═══ Dataset ═══

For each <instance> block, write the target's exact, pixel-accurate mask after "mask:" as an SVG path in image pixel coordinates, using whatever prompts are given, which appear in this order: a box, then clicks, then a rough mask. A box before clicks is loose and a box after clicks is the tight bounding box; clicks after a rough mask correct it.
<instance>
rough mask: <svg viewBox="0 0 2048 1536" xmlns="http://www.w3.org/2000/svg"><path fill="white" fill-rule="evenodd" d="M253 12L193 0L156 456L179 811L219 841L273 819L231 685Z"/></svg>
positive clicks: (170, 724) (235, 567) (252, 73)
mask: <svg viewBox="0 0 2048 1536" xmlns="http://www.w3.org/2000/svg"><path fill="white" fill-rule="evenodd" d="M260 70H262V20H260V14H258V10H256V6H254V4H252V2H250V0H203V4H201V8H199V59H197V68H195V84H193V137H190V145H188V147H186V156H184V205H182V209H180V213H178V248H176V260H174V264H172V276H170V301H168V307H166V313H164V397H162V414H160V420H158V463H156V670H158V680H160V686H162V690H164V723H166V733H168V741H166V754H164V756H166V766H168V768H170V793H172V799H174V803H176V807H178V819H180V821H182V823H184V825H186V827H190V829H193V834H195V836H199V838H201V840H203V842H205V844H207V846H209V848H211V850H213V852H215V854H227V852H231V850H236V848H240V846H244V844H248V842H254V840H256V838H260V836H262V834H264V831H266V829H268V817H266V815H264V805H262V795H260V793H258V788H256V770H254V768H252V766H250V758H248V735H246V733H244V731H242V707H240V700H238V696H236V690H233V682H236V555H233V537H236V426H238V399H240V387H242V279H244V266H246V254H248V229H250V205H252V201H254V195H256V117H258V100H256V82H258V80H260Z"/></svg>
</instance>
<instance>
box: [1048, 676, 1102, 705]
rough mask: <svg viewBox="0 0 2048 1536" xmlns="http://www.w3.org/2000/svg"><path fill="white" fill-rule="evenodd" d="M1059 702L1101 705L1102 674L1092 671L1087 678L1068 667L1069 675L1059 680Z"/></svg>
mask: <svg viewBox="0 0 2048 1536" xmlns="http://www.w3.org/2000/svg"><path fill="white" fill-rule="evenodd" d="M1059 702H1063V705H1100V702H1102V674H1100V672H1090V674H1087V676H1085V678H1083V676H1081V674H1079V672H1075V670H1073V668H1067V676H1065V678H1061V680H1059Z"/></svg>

═══

**Work required**: Copy verbatim the stretch from the line containing "</instance>" through the end of the entries above.

**Result of the task**:
</instance>
<instance>
box: [1048, 676, 1102, 705]
rough mask: <svg viewBox="0 0 2048 1536" xmlns="http://www.w3.org/2000/svg"><path fill="white" fill-rule="evenodd" d="M1059 702L1101 705L1102 674L1092 671L1087 678L1068 667L1069 675L1059 680Z"/></svg>
mask: <svg viewBox="0 0 2048 1536" xmlns="http://www.w3.org/2000/svg"><path fill="white" fill-rule="evenodd" d="M1059 702H1063V705H1100V702H1102V674H1100V672H1090V674H1087V676H1085V678H1083V676H1081V674H1079V672H1075V670H1073V668H1067V676H1065V678H1061V680H1059Z"/></svg>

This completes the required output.